(Records from a dataset)

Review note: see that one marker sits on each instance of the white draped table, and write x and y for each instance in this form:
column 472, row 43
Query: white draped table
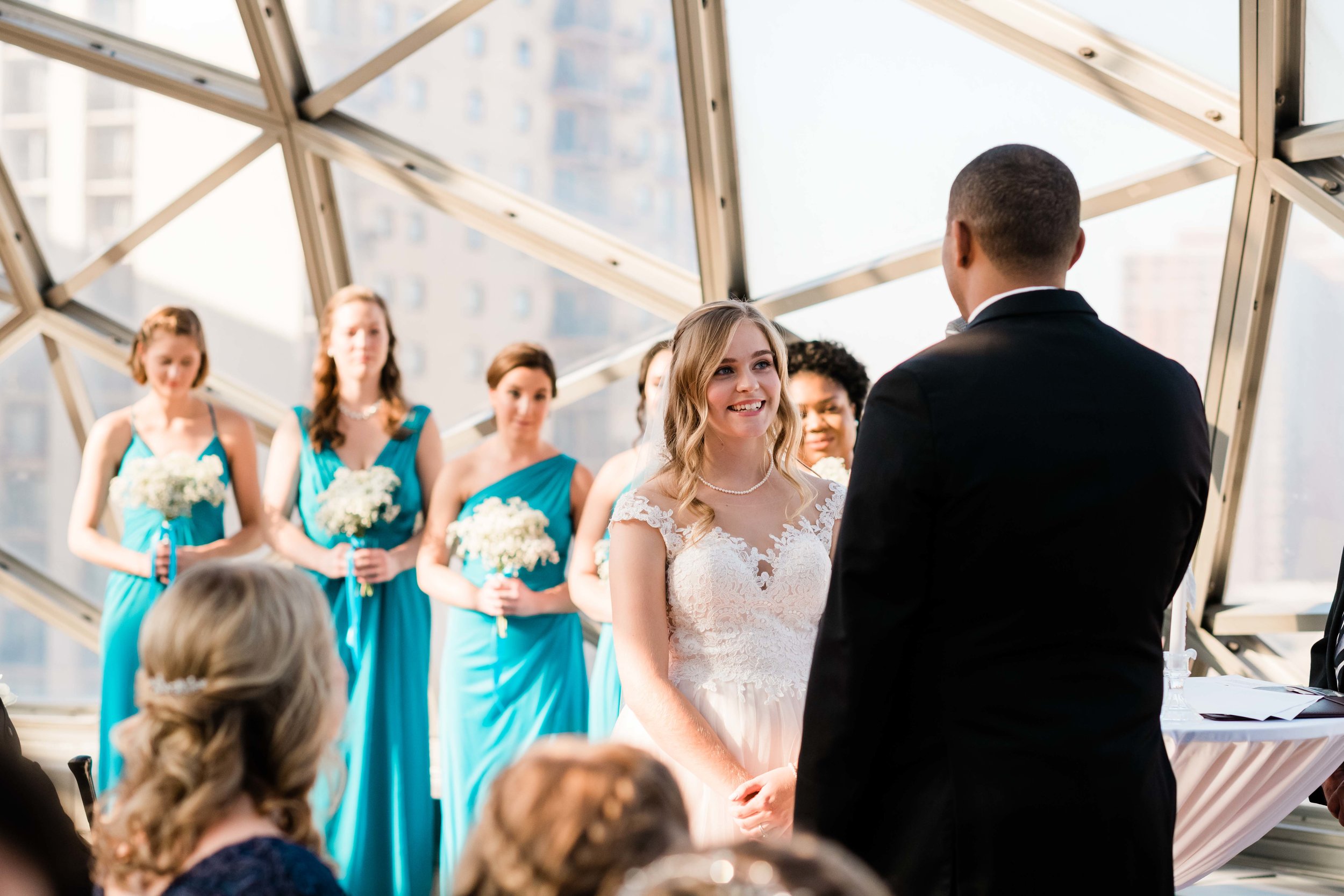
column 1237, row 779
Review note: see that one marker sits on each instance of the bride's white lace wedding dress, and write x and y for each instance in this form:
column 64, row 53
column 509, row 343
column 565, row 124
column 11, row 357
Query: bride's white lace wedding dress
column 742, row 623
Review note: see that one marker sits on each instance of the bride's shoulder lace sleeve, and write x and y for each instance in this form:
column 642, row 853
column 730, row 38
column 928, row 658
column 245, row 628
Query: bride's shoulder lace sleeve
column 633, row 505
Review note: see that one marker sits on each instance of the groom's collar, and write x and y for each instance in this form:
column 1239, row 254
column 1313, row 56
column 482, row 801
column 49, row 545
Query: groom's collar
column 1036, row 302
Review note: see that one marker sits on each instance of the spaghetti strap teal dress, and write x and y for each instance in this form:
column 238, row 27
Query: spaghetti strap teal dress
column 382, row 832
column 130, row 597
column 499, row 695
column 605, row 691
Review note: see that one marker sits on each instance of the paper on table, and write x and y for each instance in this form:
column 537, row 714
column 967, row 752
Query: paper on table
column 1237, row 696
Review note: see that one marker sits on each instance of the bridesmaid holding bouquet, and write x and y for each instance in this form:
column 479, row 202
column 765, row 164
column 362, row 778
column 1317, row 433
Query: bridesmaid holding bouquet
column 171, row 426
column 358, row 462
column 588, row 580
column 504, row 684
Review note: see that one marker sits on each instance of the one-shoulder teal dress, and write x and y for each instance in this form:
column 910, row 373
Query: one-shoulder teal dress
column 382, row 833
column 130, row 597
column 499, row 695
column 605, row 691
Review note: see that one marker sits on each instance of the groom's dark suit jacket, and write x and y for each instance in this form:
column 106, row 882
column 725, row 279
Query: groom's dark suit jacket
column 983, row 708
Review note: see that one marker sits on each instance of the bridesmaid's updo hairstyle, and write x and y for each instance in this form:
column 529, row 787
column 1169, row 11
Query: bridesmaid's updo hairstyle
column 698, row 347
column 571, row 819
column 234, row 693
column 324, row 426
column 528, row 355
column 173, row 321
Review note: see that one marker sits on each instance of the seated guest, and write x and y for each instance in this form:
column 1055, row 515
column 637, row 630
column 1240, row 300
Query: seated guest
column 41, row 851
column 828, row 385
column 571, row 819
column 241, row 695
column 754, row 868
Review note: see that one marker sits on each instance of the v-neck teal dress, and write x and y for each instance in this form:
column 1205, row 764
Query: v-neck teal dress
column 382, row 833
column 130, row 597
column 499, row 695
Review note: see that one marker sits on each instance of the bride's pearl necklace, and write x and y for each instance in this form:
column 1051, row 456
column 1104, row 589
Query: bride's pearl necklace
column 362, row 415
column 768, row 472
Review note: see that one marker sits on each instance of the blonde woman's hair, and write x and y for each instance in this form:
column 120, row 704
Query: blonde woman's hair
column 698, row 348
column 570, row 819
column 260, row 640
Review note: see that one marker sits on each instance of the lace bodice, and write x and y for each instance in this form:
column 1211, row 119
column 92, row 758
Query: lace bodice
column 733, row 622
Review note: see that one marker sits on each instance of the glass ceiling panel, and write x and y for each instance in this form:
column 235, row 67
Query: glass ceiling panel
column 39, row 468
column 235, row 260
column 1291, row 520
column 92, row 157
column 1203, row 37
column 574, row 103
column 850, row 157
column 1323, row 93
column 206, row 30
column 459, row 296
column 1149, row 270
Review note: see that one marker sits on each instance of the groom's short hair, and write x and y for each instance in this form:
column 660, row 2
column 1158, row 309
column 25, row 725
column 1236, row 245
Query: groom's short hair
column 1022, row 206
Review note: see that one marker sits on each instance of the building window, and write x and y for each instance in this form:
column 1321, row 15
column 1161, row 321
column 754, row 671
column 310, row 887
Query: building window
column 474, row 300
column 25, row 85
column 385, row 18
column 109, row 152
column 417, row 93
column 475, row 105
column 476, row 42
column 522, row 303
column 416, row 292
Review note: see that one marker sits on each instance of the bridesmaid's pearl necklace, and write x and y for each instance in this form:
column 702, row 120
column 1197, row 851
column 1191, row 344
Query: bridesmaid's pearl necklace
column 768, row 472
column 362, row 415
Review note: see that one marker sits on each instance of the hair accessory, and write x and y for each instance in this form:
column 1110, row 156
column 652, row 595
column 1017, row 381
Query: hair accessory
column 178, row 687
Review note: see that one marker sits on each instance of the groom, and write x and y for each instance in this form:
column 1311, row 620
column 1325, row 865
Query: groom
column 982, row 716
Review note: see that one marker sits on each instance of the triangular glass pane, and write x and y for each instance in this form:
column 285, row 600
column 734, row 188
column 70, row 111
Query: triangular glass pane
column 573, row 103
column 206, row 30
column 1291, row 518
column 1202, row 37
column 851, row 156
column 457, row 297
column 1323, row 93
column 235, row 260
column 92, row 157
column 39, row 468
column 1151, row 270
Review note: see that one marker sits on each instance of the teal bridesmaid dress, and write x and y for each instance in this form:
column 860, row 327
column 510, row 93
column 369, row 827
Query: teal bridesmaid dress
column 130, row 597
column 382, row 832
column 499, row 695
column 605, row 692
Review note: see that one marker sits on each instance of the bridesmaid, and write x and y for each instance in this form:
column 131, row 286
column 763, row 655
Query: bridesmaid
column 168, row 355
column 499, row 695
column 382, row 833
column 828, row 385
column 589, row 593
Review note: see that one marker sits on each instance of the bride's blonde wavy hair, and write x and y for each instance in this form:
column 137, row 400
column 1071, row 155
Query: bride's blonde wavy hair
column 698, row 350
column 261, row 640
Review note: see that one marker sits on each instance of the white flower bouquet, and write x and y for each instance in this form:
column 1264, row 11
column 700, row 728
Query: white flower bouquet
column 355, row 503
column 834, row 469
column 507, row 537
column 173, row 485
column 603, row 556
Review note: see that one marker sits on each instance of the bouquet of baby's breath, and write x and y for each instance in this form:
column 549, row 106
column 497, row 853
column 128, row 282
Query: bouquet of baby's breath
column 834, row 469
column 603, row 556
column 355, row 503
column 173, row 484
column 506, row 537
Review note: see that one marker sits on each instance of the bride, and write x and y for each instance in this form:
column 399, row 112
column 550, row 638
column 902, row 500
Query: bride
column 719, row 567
---
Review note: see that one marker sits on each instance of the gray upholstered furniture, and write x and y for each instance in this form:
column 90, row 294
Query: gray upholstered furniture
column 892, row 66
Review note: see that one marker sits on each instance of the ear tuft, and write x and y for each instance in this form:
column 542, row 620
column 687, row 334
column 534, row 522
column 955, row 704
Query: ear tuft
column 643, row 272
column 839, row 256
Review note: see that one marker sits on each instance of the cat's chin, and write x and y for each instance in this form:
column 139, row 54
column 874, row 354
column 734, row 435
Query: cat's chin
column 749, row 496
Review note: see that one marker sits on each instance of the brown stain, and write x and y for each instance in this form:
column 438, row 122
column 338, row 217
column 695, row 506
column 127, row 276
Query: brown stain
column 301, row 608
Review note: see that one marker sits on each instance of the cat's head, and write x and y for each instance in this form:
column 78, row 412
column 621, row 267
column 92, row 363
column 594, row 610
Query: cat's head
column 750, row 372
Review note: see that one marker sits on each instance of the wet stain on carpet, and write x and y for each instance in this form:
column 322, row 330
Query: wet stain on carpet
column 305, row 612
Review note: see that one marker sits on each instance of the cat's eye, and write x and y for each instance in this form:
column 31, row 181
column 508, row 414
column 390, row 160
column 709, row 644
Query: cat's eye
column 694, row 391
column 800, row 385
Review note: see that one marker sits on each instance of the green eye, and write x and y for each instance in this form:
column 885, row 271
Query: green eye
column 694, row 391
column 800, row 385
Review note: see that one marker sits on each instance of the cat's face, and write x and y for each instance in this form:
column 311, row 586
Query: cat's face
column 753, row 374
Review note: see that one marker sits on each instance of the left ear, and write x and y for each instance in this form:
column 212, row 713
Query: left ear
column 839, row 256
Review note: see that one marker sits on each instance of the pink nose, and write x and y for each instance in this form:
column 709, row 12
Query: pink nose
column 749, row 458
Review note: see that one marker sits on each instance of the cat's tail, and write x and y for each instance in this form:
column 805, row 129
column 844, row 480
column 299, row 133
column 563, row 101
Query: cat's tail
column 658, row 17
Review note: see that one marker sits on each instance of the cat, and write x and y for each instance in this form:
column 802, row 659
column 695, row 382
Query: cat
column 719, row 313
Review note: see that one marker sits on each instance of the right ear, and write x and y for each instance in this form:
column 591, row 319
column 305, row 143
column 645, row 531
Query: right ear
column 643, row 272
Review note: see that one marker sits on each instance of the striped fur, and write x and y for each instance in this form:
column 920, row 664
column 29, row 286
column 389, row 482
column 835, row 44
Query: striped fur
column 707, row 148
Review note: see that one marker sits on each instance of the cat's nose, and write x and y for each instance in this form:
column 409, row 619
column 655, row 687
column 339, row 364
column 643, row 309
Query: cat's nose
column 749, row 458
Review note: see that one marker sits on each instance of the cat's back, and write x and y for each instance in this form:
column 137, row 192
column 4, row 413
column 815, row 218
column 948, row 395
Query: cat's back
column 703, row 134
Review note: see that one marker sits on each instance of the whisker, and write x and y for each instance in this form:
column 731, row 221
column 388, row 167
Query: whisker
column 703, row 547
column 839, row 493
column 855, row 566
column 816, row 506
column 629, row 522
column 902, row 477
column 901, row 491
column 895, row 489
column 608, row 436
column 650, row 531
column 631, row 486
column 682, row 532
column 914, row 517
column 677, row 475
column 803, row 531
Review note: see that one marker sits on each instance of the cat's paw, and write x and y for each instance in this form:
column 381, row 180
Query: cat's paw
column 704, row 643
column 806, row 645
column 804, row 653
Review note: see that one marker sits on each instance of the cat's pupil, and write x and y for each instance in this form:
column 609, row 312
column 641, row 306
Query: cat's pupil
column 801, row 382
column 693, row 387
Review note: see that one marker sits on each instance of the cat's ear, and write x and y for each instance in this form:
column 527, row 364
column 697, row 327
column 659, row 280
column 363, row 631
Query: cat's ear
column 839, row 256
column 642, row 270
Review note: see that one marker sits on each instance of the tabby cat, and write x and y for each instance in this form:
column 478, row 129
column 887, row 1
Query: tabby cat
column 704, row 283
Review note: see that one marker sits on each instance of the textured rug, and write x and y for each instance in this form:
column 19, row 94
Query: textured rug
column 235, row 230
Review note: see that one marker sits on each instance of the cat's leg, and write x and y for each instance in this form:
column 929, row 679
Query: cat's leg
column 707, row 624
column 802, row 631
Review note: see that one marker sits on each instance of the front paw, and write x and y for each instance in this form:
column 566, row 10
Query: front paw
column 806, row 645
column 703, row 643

• **Exercise directions**:
From the entries above, print the lines beginning at the one with "column 1205, row 764" and stopping after the one with "column 1104, row 589", exactly as written and with nothing else.

• **Answer box**:
column 1205, row 764
Query: v-neck teal dress
column 382, row 833
column 130, row 597
column 499, row 695
Review note: see that one marker sits on each instance of the bride's pearl necklace, and write x and y for each instance in this form:
column 1051, row 456
column 1104, row 589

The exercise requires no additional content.